Copy out, without any change, every line from the one containing "Query: blue sky" down to the end of the lines below.
--- PROVIDED INFORMATION ---
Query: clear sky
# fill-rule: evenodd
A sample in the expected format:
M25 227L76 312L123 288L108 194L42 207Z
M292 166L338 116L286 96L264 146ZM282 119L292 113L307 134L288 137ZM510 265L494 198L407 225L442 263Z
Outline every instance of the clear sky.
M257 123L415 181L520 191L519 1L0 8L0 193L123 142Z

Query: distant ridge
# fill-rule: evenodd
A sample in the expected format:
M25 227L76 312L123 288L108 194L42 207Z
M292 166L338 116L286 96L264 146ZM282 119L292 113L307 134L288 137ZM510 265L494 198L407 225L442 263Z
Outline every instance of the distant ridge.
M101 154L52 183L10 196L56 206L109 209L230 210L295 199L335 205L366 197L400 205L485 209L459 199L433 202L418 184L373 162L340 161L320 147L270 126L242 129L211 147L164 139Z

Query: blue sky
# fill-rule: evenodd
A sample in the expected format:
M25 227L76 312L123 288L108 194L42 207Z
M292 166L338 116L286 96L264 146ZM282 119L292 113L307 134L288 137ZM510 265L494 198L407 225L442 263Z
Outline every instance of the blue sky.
---
RESPONSE TO THE EXERCISE>
Query: blue sky
# fill-rule: evenodd
A sample in the expected format:
M25 227L76 312L123 288L108 194L42 207Z
M292 166L338 116L286 96L264 146ZM282 119L292 113L307 134L288 137ZM510 265L494 198L407 225L442 263Z
Outline every instance of the blue sky.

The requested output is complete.